* **Coordinate labeling data**:

## begin

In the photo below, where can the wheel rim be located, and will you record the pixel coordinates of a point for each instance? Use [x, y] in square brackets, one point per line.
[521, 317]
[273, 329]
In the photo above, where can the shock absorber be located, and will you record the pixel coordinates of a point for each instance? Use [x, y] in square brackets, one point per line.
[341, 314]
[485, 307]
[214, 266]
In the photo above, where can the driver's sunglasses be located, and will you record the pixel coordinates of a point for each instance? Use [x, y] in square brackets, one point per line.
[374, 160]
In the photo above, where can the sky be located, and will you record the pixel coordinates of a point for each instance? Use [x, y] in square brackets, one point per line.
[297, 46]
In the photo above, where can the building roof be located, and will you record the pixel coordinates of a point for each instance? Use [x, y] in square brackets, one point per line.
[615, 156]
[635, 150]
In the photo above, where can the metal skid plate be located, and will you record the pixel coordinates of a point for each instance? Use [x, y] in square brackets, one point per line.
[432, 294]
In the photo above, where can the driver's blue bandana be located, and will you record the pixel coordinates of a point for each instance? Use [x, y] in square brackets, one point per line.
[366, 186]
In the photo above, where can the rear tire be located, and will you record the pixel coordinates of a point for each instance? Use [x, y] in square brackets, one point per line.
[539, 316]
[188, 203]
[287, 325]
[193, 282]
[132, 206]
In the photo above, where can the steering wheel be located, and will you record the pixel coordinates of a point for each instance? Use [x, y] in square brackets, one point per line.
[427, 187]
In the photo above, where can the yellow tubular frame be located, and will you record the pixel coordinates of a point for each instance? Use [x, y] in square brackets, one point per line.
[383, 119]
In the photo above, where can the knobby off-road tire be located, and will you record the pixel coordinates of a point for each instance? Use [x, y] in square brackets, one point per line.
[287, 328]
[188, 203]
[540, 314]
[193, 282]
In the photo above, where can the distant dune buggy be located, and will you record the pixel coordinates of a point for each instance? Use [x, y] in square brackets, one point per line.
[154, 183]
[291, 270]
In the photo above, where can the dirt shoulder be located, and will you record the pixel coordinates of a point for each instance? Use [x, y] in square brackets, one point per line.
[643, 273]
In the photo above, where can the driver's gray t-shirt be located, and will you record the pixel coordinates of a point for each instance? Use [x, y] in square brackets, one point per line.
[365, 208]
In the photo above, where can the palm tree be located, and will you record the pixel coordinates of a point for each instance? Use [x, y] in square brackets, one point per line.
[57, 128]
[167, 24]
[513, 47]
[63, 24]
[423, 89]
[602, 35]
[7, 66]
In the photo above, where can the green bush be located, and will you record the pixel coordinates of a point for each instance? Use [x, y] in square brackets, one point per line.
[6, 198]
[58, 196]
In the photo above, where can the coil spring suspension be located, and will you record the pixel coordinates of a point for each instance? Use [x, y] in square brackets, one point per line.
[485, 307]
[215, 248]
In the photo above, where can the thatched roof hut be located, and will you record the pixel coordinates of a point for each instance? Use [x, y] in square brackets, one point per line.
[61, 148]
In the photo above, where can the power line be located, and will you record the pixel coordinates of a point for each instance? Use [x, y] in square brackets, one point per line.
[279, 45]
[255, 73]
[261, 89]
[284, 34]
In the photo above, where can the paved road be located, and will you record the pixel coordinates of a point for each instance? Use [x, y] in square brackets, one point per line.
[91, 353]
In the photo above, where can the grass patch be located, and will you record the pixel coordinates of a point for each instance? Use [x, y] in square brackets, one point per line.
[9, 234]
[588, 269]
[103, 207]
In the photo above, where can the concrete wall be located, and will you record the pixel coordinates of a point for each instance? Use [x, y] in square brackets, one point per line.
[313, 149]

## end

* **Given task**: Write out the full listing, keeping every line exactly as it is.

* **Solution to the problem**:
In the photo below, where can the wheel rim be located, and will you record the pixel coordinates of a point for each instance? Use [x, y] in square brackets, one point per line.
[521, 317]
[273, 329]
In the photo above, where can the shock absorber be located, and will you record the pixel coordinates of a point for each instance? Use [x, y] in square brackets, one point per line.
[341, 314]
[485, 307]
[214, 266]
In the photo above, where can the driver's sunglasses be located, and will you record the pixel coordinates of a point for each instance? Use [x, y] in square brackets, one point per line.
[374, 160]
In the photo above, where can the sky be located, and will you record the pixel coordinates of a point for each instance? Use [x, y] in square brackets, one point per line.
[297, 46]
In the photo above, where can the building roof be located, and will you record the pixel coordinates of a point for each instance? Use [x, y] in square brackets, one point per line.
[615, 156]
[635, 150]
In the photo above, where can the metal skid plate be located, and will you record the pixel coordinates of a point for each instance? Use [x, y] in square brackets, one point per line.
[432, 294]
In the photo above, where can the driver's blue bandana be located, and will you record the pixel coordinates of a point for each instance? Use [x, y] in square brackets, one point per line.
[366, 186]
In the photo above, where can the rear tire be located, and will you record the pixel coordinates of a point for each instance? Use [x, y] in square brackets, one point per line.
[539, 316]
[188, 203]
[287, 325]
[193, 282]
[132, 206]
In the photo above, where can the steering wheel be located, and will you record the pixel coordinates of a point for each instance? Use [x, y] in square brackets, one point per line.
[427, 187]
In the photo above, where can the yellow tubular frame be located, and will you record the pixel coordinates of a point for each instance? Use [x, y] in square brackets, one point per line.
[383, 119]
In the photo above, where can the knobby off-road tire be located, and will you record the pixel coordinates of a point for each instance? Use [x, y] in square brackets, one point per line.
[287, 328]
[188, 203]
[540, 314]
[193, 282]
In the photo above, where can the distant dune buggy be located, and will you record the pixel coordinates of a point for each instance? Use [x, y] in square brackets, one point per line.
[154, 183]
[291, 270]
In the photo above, where can the dirt shoulder be located, and will you record the pixel coordinates of a point for each instance? Use [x, y] in square brackets, one point per line.
[643, 273]
In the photo above, where can the driver's gray t-shirt be located, and will you record the pixel coordinates of a point for each instance? Use [x, y] in square brackets, one point per line.
[365, 208]
In the photo above, where can the palm tree be located, and will you record the pixel coordinates of a point for each instance? Use [x, y] in square brackets, one point per line.
[57, 128]
[167, 24]
[513, 47]
[63, 24]
[423, 89]
[602, 35]
[7, 66]
In the photo above, where can the green bush be located, and will you record the pixel coordinates of a point for each instance? Use [x, y] in square brackets, one point per line.
[6, 198]
[58, 196]
In the photo above, where can the coil spring suspension be located, and will you record the pixel coordinates of a point for each instance? Use [x, y] in square brackets, one point per line.
[485, 307]
[215, 248]
In the photo above, where can the thatched roof hut be located, and will you record the pixel coordinates of a point for each instance? Use [x, y] in square brackets, one point per line.
[61, 148]
In the photo above, where can the power line be located, and will you record the pixel coordinates of a point for each instance? Use [x, y] in square brackets, one point per line.
[279, 45]
[255, 73]
[261, 89]
[284, 34]
In the photo above, where can the paved road be located, and will you record the pixel coordinates of a point for each instance? Use [x, y] in square brackets, one point per line.
[91, 353]
In the photo above, where can the grass patch be located, and will you record the pixel coordinates of a point for each instance? Use [x, y] in square brackets, one point per line.
[9, 234]
[588, 269]
[103, 207]
In the photo above, where can the concrete wall be located, and will you record the pixel coordinates of a point for each instance? Use [x, y] in square brackets, one point per line.
[313, 149]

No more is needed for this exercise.